>> BEGIN Working data

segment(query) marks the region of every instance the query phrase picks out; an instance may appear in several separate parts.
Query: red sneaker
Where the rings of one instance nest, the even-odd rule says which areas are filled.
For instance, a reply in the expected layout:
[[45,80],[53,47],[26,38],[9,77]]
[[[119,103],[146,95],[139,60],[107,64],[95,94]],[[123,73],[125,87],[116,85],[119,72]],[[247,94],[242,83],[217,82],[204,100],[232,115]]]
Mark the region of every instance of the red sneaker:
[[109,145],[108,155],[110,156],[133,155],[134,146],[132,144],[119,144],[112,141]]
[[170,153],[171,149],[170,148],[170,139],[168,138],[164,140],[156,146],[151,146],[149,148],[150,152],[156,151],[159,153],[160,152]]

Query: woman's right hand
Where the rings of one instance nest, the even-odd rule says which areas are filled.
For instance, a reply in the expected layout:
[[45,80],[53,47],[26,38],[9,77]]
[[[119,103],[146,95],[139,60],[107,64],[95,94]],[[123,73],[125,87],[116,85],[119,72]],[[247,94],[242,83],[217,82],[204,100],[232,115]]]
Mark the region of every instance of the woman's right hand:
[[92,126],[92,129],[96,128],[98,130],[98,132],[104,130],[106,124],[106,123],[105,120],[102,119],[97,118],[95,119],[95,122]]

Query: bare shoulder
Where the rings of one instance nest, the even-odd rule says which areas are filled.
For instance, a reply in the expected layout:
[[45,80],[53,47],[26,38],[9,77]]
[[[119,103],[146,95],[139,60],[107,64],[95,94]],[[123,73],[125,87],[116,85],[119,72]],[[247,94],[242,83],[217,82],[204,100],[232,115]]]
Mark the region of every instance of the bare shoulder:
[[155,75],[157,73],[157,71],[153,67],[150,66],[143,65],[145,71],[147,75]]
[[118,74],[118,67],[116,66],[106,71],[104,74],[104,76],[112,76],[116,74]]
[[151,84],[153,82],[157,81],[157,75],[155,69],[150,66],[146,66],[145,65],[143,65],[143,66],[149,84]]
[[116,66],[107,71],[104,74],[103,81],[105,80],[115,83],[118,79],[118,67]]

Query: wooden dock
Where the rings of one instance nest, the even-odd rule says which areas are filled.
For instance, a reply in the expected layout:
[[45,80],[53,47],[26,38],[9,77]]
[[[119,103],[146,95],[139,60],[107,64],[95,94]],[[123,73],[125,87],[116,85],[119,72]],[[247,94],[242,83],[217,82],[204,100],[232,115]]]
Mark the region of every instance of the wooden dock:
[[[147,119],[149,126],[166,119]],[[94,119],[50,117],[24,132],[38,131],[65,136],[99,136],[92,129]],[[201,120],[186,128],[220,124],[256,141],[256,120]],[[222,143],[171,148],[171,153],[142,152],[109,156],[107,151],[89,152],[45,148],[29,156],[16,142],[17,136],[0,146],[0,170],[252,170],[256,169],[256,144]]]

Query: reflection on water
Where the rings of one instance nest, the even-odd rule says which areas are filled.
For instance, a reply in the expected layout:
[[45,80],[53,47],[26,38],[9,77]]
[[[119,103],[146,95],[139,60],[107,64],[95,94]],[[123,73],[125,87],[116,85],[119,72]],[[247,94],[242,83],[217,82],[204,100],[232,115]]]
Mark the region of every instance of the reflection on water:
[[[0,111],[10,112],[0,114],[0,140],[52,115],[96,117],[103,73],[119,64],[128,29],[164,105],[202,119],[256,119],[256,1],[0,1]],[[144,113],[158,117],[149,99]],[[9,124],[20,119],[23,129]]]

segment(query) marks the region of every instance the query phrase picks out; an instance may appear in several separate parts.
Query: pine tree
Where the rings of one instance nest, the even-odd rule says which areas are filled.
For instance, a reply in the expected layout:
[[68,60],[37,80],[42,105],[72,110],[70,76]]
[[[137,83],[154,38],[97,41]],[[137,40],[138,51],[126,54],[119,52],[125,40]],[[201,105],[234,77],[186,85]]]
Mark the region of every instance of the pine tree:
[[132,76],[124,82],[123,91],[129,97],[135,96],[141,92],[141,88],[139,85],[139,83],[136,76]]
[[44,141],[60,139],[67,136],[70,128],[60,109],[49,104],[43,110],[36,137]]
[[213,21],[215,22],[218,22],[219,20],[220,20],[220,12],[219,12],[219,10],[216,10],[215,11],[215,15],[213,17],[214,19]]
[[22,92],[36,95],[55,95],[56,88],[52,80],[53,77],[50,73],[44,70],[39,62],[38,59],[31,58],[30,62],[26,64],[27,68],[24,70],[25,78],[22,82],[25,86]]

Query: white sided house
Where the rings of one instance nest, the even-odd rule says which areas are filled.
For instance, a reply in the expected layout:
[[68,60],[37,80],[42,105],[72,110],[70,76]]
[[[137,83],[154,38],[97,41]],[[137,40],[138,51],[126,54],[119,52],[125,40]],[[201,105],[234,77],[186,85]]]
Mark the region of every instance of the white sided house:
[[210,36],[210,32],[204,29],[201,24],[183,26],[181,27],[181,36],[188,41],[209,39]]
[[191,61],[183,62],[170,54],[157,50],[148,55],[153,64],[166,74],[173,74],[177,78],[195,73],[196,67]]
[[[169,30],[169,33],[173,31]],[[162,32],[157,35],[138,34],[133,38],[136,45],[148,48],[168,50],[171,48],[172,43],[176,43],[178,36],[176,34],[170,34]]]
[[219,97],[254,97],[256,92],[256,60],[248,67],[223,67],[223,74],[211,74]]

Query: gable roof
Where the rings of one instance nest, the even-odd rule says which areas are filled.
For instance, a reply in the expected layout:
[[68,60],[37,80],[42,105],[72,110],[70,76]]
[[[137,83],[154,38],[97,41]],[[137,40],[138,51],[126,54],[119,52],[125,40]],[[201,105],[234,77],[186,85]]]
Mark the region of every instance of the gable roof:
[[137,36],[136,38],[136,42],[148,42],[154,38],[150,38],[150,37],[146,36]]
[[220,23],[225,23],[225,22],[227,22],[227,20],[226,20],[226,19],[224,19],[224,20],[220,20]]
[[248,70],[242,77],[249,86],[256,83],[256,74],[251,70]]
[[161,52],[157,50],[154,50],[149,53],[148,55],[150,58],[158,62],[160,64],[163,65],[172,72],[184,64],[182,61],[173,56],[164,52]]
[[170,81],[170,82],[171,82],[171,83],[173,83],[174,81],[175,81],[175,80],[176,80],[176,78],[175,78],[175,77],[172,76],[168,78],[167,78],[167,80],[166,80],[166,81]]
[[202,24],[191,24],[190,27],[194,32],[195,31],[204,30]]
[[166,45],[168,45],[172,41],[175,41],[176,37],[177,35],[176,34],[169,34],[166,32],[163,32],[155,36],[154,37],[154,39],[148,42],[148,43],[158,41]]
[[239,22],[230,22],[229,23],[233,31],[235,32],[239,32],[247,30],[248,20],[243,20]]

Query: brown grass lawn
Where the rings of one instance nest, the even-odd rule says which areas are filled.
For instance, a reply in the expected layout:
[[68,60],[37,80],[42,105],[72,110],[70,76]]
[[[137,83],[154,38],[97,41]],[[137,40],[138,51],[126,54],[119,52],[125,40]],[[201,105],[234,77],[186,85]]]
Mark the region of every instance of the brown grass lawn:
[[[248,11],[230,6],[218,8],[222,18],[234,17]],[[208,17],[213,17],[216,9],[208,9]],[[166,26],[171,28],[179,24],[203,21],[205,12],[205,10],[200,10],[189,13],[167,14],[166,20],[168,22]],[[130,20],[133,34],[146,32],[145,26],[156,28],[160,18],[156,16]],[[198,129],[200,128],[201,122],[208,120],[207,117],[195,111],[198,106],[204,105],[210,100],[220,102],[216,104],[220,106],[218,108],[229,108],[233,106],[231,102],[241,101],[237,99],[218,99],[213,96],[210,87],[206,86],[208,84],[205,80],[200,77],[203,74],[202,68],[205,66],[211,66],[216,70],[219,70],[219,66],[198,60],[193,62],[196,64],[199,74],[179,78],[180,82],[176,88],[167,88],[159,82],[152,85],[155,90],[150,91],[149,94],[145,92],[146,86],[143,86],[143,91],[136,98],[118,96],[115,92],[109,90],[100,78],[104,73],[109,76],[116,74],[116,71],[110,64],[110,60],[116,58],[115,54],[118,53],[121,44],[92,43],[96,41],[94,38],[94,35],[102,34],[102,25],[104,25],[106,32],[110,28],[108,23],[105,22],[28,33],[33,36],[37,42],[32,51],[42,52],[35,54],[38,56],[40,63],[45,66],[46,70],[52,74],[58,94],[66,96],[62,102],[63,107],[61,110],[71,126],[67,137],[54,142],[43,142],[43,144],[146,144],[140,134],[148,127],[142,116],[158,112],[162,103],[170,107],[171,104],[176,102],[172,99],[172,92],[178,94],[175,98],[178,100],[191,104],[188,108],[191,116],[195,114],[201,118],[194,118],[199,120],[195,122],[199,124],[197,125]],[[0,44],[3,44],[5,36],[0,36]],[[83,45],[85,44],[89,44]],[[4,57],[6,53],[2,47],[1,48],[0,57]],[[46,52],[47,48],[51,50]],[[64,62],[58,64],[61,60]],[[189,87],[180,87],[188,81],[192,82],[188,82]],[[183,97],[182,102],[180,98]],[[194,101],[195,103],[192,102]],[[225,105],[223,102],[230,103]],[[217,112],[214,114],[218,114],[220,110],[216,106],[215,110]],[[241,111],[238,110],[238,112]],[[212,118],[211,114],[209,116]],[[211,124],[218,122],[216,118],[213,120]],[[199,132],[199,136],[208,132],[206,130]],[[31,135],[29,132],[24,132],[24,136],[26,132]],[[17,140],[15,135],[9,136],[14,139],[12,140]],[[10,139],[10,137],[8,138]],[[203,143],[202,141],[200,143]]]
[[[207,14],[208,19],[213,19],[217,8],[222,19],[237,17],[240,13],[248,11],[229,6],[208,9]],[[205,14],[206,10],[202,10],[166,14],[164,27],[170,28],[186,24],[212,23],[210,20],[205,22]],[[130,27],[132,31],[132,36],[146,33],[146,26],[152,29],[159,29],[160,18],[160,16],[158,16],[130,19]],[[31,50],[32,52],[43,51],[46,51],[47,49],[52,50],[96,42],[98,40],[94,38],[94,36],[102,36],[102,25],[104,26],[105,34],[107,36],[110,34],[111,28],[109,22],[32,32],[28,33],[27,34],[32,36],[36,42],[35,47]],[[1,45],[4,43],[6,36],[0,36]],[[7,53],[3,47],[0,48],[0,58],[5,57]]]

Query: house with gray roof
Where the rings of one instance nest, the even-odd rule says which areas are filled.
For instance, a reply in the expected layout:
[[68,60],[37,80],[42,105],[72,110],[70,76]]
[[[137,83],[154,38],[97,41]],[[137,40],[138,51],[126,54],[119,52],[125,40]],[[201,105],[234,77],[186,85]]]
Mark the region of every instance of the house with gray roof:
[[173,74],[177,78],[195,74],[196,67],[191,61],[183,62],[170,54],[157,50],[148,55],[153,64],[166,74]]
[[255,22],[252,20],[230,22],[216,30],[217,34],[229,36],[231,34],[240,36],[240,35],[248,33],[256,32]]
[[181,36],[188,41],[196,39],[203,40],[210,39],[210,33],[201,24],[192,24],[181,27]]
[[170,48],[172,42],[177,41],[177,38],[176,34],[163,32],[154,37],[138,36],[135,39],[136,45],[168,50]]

>> END Working data
>> BEGIN Working data

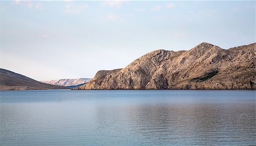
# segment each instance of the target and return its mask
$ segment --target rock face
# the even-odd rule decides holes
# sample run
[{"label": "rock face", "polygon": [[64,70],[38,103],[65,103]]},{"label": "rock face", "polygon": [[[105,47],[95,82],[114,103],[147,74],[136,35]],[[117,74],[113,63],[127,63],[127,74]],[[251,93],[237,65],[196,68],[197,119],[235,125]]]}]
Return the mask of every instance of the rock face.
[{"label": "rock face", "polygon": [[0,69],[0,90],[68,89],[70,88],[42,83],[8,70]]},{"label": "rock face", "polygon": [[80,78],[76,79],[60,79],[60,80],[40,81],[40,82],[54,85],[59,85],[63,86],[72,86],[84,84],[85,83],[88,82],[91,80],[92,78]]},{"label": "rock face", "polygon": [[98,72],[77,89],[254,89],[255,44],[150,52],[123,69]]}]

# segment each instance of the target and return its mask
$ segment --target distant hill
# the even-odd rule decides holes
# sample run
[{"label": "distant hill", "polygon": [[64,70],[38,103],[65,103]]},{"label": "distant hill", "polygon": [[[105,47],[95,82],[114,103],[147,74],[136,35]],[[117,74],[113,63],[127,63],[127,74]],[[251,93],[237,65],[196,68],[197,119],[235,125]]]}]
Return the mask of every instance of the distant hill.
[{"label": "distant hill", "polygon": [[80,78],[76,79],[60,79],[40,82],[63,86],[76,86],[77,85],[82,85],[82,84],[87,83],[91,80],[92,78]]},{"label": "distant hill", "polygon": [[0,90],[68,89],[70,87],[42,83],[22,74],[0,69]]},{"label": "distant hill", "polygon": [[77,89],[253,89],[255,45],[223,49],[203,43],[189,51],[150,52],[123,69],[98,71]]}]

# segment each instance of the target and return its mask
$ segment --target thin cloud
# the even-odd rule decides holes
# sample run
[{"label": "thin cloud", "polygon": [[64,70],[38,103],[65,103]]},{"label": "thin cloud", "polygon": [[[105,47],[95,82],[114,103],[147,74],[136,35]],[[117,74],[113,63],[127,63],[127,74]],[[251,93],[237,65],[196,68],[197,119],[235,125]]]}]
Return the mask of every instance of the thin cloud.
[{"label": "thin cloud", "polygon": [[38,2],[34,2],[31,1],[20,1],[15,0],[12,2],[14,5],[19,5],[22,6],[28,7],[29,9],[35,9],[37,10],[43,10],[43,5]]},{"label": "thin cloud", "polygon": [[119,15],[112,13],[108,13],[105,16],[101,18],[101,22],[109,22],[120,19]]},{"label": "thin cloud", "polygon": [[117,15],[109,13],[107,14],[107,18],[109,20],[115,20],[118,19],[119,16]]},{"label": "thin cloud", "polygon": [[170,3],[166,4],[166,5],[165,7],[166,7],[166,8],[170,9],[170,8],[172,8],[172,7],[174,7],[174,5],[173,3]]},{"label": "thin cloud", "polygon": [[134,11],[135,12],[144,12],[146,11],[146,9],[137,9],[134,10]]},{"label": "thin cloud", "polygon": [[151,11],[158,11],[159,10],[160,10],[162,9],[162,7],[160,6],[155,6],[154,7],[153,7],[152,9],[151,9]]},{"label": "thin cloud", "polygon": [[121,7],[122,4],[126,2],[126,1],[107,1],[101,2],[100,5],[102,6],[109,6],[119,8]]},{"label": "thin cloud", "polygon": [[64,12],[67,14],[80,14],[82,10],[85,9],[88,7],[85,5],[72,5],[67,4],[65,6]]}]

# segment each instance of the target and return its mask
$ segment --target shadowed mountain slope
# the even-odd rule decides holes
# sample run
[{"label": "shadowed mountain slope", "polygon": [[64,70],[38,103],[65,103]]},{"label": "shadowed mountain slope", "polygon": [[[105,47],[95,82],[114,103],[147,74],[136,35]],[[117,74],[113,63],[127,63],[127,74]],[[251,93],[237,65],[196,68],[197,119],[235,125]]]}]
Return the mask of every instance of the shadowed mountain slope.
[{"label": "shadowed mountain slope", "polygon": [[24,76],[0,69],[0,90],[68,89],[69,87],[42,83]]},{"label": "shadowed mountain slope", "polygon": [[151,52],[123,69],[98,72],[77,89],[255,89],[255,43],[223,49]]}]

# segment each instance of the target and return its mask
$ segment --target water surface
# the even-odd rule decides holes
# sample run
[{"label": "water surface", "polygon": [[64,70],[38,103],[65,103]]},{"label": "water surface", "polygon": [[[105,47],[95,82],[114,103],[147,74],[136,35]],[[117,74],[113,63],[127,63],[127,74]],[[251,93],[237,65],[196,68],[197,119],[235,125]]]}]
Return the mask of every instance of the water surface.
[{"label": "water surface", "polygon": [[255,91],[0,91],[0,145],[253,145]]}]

>> END Working data
>> BEGIN Working data

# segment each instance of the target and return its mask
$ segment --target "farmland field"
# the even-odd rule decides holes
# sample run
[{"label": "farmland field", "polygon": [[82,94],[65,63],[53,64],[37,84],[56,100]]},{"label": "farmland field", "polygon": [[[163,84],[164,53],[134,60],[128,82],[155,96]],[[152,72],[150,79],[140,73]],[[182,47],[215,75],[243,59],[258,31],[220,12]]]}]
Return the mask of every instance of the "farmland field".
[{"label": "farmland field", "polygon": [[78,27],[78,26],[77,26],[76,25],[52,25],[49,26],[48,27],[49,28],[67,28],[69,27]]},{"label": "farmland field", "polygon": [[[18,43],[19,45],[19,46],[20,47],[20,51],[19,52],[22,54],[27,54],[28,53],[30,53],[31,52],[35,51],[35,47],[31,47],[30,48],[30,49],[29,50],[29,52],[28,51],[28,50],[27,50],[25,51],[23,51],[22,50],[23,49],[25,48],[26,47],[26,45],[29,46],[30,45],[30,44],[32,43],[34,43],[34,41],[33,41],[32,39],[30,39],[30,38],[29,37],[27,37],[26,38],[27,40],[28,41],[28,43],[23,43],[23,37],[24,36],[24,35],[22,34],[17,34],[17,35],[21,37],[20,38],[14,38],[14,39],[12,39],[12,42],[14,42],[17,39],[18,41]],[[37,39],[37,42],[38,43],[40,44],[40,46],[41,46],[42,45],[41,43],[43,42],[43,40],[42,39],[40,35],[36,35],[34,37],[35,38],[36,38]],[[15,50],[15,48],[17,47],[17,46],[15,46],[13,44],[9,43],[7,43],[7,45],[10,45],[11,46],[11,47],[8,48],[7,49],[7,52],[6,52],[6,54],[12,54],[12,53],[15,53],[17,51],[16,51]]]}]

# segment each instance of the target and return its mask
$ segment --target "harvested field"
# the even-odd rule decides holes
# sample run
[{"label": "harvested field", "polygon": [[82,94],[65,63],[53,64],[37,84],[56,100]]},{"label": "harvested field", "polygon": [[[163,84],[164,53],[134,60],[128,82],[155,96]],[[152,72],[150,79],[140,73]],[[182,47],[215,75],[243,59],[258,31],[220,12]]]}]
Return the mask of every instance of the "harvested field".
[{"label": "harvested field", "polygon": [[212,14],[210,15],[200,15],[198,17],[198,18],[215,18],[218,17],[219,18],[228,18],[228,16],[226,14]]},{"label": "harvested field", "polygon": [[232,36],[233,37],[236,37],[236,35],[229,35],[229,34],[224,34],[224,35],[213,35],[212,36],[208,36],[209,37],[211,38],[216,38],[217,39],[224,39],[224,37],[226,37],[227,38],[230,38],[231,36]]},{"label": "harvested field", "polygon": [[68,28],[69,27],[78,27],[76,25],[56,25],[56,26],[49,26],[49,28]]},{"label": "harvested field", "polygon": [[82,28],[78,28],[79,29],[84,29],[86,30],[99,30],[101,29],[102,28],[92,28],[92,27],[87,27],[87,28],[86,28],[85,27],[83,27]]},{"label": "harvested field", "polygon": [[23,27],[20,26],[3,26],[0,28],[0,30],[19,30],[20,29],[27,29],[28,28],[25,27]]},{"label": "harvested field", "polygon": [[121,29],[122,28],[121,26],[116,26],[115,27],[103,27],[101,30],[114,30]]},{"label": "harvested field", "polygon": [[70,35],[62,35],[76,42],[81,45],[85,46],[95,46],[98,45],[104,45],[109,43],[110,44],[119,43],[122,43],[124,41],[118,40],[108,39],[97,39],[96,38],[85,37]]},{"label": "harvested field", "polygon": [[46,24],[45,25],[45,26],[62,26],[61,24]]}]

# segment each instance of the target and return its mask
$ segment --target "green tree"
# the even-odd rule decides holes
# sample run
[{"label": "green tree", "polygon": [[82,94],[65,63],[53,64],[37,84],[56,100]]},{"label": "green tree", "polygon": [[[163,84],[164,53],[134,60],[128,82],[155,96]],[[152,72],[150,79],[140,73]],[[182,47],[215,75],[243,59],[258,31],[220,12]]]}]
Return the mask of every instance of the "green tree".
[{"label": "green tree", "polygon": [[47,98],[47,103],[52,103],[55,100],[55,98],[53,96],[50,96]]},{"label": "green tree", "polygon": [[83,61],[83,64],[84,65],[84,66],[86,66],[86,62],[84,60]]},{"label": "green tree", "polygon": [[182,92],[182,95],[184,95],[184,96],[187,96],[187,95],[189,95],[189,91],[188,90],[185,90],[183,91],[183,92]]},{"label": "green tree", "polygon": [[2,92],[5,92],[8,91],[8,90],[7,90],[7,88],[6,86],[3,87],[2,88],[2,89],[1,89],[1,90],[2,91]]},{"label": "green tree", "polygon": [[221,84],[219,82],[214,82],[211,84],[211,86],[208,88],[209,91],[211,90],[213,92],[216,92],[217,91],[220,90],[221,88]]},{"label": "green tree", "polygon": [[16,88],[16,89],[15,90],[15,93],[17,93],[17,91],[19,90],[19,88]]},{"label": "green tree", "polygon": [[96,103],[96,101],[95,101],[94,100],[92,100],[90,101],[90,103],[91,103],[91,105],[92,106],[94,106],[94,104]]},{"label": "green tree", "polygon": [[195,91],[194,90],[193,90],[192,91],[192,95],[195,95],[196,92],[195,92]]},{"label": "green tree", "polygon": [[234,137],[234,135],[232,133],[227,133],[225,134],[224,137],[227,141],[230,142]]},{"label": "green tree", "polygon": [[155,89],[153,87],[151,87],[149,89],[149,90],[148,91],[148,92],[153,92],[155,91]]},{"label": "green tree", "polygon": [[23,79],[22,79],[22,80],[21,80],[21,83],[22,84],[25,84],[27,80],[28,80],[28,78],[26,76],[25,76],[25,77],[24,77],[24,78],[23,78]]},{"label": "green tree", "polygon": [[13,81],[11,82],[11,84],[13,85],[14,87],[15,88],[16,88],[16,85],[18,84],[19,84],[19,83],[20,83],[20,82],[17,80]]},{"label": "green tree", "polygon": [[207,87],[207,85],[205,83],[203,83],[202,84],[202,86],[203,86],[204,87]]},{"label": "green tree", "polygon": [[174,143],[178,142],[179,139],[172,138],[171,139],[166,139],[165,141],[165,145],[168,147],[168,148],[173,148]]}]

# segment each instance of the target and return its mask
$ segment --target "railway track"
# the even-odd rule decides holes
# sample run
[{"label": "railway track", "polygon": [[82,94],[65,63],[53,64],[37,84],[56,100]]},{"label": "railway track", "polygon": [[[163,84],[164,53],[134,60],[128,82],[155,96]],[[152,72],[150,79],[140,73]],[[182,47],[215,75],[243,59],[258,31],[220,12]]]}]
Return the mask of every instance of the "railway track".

>> END Working data

» **What you have to do**
Copy the lines of the records word for word, starting at the line that contains "Query: wooden dock" and ending at the line that contains "Mark the region of every instance of the wooden".

» **Finished answer**
Query: wooden dock
Where the rings of one instance nest, the even-odd rule says which areas are filled.
For instance, a reply in the expected layout:
[[45,80],[53,47],[26,38],[9,77]]
[[[119,103],[146,95],[139,60],[107,64],[95,94]],[[123,73],[125,87],[116,85],[119,72]],[[247,94],[242,83],[217,82],[204,100],[232,115]]]
Mark the region of every instance of the wooden dock:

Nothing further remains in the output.